* BEGIN *

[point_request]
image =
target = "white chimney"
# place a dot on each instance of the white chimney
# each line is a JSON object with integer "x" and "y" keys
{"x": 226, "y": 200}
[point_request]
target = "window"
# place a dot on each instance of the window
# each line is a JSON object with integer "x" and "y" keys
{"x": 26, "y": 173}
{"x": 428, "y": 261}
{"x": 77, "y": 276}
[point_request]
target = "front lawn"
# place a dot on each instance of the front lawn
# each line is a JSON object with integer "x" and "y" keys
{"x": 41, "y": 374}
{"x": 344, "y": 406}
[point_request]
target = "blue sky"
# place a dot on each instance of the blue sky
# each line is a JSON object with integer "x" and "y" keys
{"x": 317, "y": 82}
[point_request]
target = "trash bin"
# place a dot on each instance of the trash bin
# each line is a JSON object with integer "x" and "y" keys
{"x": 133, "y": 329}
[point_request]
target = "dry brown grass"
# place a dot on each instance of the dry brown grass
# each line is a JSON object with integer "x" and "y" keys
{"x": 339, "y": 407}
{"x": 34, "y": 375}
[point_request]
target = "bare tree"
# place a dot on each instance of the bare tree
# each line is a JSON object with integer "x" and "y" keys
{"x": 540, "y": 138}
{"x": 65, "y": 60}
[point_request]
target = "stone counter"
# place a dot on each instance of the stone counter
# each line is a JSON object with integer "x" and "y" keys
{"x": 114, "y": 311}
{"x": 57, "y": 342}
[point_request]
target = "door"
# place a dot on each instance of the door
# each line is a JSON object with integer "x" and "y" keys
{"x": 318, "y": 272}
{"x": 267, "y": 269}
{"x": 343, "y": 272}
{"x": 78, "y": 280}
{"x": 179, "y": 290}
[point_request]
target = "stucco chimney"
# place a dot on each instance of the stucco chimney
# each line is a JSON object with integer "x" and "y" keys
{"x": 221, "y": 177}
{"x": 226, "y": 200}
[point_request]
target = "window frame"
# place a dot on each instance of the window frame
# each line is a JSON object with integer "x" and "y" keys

* END *

Request — Copy out every line of the data above, exactly as given.

Written solution —
[point_request]
image =
target = "white chimney"
# place a dot on each instance of the white chimney
# each line is a JSON object with integer "x" and "y" keys
{"x": 226, "y": 200}
[point_request]
target = "window"
# place a dot on each instance of the window
# each line is a JSON object with integer "x" and "y" keys
{"x": 26, "y": 173}
{"x": 428, "y": 261}
{"x": 77, "y": 276}
[point_request]
target = "front lawn"
# place a dot on each instance of the front lawn
# each line is a JSON object with integer "x" and "y" keys
{"x": 41, "y": 374}
{"x": 344, "y": 406}
[point_request]
target = "blue sky"
# place a dot on each instance of the blue sky
# each line is a JSON object with integer "x" and "y" keys
{"x": 317, "y": 82}
[point_request]
target = "trash bin"
# place a dot on each instance of the trash bin
# each line is a JSON object with integer "x" and "y" keys
{"x": 133, "y": 329}
[point_request]
target = "dry brown grass"
# place a dot on each instance of the dry brown grass
# each line is a JSON object with integer "x" and "y" keys
{"x": 339, "y": 407}
{"x": 34, "y": 375}
[point_request]
target = "bare tree"
# place a dot on each instance of the bare tree
# each line is a JSON object with integer "x" and "y" keys
{"x": 540, "y": 138}
{"x": 65, "y": 60}
[point_request]
target = "stone counter"
# place a dot on each instance of the stone counter
# each line is a JSON object with integer "x" and "y" keys
{"x": 114, "y": 311}
{"x": 57, "y": 342}
[point_request]
target = "door"
# place a dot on each instance of the door
# each line is a JSON object with integer "x" and "y" keys
{"x": 318, "y": 272}
{"x": 267, "y": 269}
{"x": 343, "y": 272}
{"x": 78, "y": 280}
{"x": 179, "y": 290}
[point_request]
target = "stucco chimney"
# place a dot on each instance of the stucco chimney
# each line is a JSON object with integer "x" and "y" keys
{"x": 221, "y": 177}
{"x": 226, "y": 200}
[point_request]
target = "window frame"
# place a dot on each instance of the window frame
# each line is a JSON object with integer "x" and "y" keys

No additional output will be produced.